__対象本文__:
»»

今年もインフルエンザ予防接種の時期になった。うちの病院では、入院患者、職員の予防接種はほぼ終わっている。
うちの病院では、インフルエンザワクチンは前年購入数以下しか購入できないので、外来患者さんまではカバーできない。入院患者、職員、デイケア参加者、グループホーム入所中の人たちくらいである。
今年のワクチンは例年より痛いと言う人が多い。個人的にはそこまで差はないと思った。かつての新型インフルエンザ流行時のワクチンは相当に痛かったと記憶している。インフルエンザワクチンは年々仕様が変わるのである。
精神科的には、身体的に大きな病気に罹患すると、脳のバランスが変わり、精神症状が変化し、向精神薬の身体的影響力が変化する。特に身体的な大きな疾患後は、減薬できることが多い。
上の記事は絞扼性イレウスで手術後に忍容性が低下し、少量の抗精神病薬で治療できるようになったことを紹介している。
絞扼性イレウスは死亡もありうる大事件だが、あらかじめ予定された痔核の手術はそこまで深刻なものではない。ところが、痔核の手術ですら同じようなことが起こるのである。
痔核の術前(統合失調症の長期入院患者)
トロペロン 9㎎
セロクエル 600㎎
デパケン 600㎎
術後
トロペロン 6㎎
セロクエル 100㎎
これでも十分にバランスが取れており、もう3年以上たつが悪化する気配がない。
中核病院に身体疾患で救急搬送され、身体的治療の際に向精神薬の内容が様変わりして、コントミン換算値的に軽くなることを診ることがある。これは身体的危機時には処方変更がしやすくなるためである。つまり脳の向精神薬への対応が変化し、中期~長期的に必要な向精神薬量などバランスも変わる。
さてタイトルに戻るが、ある時、外来患者さんのリボトリール0.5㎎を中止すると、どうしても頭痛が出るので、やめにくいと言う話があった。
僕は別に苦労してやめるまでもないと思ったが、どうしてもやめたいなら、「大風邪を引くとか、インフルエンザ罹患時にドサクサに紛れて中止してみては?」と助言した。
なぜなら、離脱的な症状は頭痛だったからである。結局、彼女は実際にインフルエンザに罹患し、その際にわりと簡単にリボトリールが中止できたのである。
なお、この話を仔細に見ると、リボトリール自体が頭痛に効いていたというストーリーもありうる。その理由は、リボトリールは両肩から上の筋肉を緩め、ひいては肩こりなどにも治療的だし、頭痛にも少なくともマイナスにはならないと思うからである。
実際、トピナを処方後、難治性の頭痛が劇的に消失した患者さんがいる。その人はスマトリプタンでも効かないレベルの頭痛持ちだったが、いとも簡単に良くなったのである。
なお、デパケンの効能効果は主に「てんかん」と「双極性障害」であるが、「片頭痛の発作抑制」も挙げられている。一般的に、抗てんかん薬は頭痛にも効いておかしくないのである。

««

__掲載行一覧__:
»»

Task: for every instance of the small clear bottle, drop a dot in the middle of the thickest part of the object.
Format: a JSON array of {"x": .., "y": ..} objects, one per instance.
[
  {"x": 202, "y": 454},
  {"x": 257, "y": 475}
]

««

__作業依頼__:
上の対象本文のうち、「上の記事は絞扼性イレウスで手」で始まり「やめにくいと言う話があった。」で終わる部分を、一字も変えずに書き写してください。

__本課題の解答__:
上の記事は絞扼性イレウスで手術後に忍容性が低下し、少量の抗精神病薬で治療できるようになったことを紹介している。
絞扼性イレウスは死亡もありうる大事件だが、あらかじめ予定された痔核の手術はそこまで深刻なものではない。ところが、痔核の手術ですら同じようなことが起こるのである。
痔核の術前(統合失調症の長期入院患者)
トロペロン 9㎎
セロクエル 600㎎
デパケン 600㎎
術後
トロペロン 6㎎
セロクエル 100㎎
これでも十分にバランスが取れており、もう3年以上たつが悪化する気配がない。
中核病院に身体疾患で救急搬送され、身体的治療の際に向精神薬の内容が様変わりして、コントミン換算値的に軽くなることを診ることがある。これは身体的危機時には処方変更がしやすくなるためである。つまり脳の向精神薬への対応が変化し、中期~長期的に必要な向精神薬量などバランスも変わる。
さてタイトルに戻るが、ある時、外来患者さんのリボトリール0.5㎎を中止すると、どうしても頭痛が出るので、やめにくいと言う話があった。